Extracted text:
<<<<

Monday, January 16, 2012

Trust in God and in his timing.

Trust can be an incredibly hard thing to do. Trusting involves putting your guard down and letting another person into your life. While it is hard enough to trust a single person, imagine trusting someone that you cannot physically see. Someone that a lot of people hate; someone that a lot of people want you to hate too. Someone who a lot of people don't even believe is real. Trusting that person can be a challenge. I'm talking about trusting God. 

That's a debbie downer way of looking at it in my opinion. Unfortunately, It's the way many within society see it. 

I get frequently told I'm ridiculously optimistic, so I tend to look at things in a different way. Here's how it works in my head... Imagine trusting someone who taught you how to live your life to the fullest and who genuinely wants you to live your life to the fullest ( John 10:10)  Imagine trusting someone who let their beloved son die, so that you could live. (John 3:16)  Imagine trusting someone who is constantly there for you, even when everyone else has walked out. (Deuteronomy 31:6)

That sounds like an easy person to trust. 


The hardest thing to do is trust in God when things aren't going so well for you. It is so easy to get discouraged then. Trusting in God was something I always struggled with. When things were going well, I was a-okay with The Big Guy. I would pray to him daily and brag about him all the time. However, when things starting getting tough, I lost my trust in Him. I hid and became a coward. In those moments I have never felt more alone. I couldn't understand why God would let bad things happen to me or those I loved. 



I still don't think I have an answer for why bad things happen, and I'm okay with that. I'm not God. I'm not perfect. I don't know everything, and I'm not meant to. I do know that I trust in God and the timing for everything he does. Even if at the moment it seems like the worst thing is happening at the worst possible time, I trust and believe that God is 100% in control and knows what he's doing. Even if I don't have a freaking clue. 

Sometimes it's better to just stop for a second, take a deep breath, and tell The Big Guy its all in his hands. In that moment, stop over-thinking, stop feeling guilty, confused, hurt, and alone. Get up and keep going. Because if Jesus could do it, so can you. 

Phil 4: 6-7 

Saturday, January 7, 2012

Pray without ceasing.

Prayer is potentially the easiest, and at the same time, most challenging thing to do daily. No matter where I turn to seek guidance in my faith life, one thing is always consistently repeated...In order to grow close to God, you have to maintain a consistent prayer life. You must be persistent in prayer. 






Jesus asked us to pray, every Sunday at mass, we learn the benefits of prayer, so why do we struggle with it so much? Quite frankly, I suck at being consistent with my prayers. I tend to have times in my life where I will ask the Big Guy what's crackin' every day, and then other times in my life where the only time I pay him any mind is before my meal when I pray Grace, or at mass on Sunday. There is something very wrong with this picture.
I think Mother Teresa was a genius. A while ago, I read some writings she had on prayer. The way she spoke about prayer was immensely powerful. I encourage you to look up some of your writings, specifically her book "No Greater Love", in my opinion is phenomenal.

>>>>

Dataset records

<<<<

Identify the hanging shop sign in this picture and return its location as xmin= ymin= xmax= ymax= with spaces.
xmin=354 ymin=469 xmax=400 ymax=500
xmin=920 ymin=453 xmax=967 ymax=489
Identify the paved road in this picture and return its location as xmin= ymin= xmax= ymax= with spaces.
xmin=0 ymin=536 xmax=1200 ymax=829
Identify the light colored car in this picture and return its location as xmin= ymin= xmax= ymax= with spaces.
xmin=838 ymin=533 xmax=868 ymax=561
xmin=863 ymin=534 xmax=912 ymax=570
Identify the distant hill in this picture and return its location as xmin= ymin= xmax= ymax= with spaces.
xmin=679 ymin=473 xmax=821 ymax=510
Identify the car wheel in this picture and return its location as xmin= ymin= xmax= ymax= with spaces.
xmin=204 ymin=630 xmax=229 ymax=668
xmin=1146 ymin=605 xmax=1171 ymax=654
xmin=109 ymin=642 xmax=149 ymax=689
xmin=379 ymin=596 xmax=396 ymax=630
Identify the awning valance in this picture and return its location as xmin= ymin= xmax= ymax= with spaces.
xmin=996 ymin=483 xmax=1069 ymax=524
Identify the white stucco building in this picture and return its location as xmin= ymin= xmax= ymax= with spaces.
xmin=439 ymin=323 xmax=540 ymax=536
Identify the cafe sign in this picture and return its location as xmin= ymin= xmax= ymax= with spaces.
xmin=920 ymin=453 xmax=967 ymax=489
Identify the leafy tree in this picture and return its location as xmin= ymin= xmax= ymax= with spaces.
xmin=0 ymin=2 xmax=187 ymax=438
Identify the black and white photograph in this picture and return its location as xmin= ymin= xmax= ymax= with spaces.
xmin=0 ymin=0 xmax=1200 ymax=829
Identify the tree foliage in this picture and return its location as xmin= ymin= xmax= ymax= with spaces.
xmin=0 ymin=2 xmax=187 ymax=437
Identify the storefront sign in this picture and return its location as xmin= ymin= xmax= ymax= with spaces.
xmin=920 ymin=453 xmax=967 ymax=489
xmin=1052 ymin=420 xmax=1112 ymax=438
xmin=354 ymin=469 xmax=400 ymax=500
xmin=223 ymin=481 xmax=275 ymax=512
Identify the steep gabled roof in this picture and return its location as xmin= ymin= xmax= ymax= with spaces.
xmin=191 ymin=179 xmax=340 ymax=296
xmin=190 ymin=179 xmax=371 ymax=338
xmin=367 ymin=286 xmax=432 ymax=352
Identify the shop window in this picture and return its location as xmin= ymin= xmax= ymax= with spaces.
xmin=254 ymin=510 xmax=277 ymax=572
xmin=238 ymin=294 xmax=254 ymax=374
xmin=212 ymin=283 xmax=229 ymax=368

>>>>

Given request A: From the faith blog post, extract the passage starting with "Trust can be" and going on through "society see it.", copying it word for word.
Given request B: Continue the faith blog post from the point where it stops.

Final answer A:
Trust can be an incredibly hard thing to do. Trusting involves putting your guard down and letting another person into your life. While it is hard enough to trust a single person, imagine trusting someone that you cannot physically see. Someone that a lot of people hate; someone that a lot of people want you to hate too. Someone who a lot of people don't even believe is real. Trusting that person can be a challenge. I'm talking about trusting God. 

That's a debbie downer way of looking at it in my opinion. Unfortunately, It's the way many within society see it.

Final answer B:
I really like one quote within the book. Mother Teresa writes, "Perfect prayer does not consist in many words, but in the fervor of the desire which raises the heart to Jesus." I think sometimes I forget that I don't have to have a long and elaborate prayer to God. Prayer is essentially just a chit chat with God. It can be as short or as long as we like. God is just happy to have us there. 


Another important thing I constantly forget is that sometimes you don't even have to say anything at all. Silence can be a form of prayer. Sometimes we just need to shut up, and listen to God. He will tell us what we need to hear. 


I guess the point I'm making is that prayer shouldn't be hard and scary. We should love to pray, everyday. 




Philippians 4: 6-7 



Monday, January 2, 2012

It's your heart that beats inside our chests.

I was struggling to determine what I should write about first, when one of my favorite songs came on and sparked my attention. The song is titled "Deuces Las Cruces" by Memphis May Fire. A majority of you have most likely never heard the song, so here it is for your listening pleasure.

Fair warning, for most reading this you will be shocked by what your ears are about to hear. This genre of music is typically too intense for most people. I happen to love it. What is most impressive about this song are the lyrics. The part that stuck out the most to me was this...


" It's your heart that beats inside our chests. We'll do our part, and you'll do the rest. We'll go where you need us to be. We'll plant the seed."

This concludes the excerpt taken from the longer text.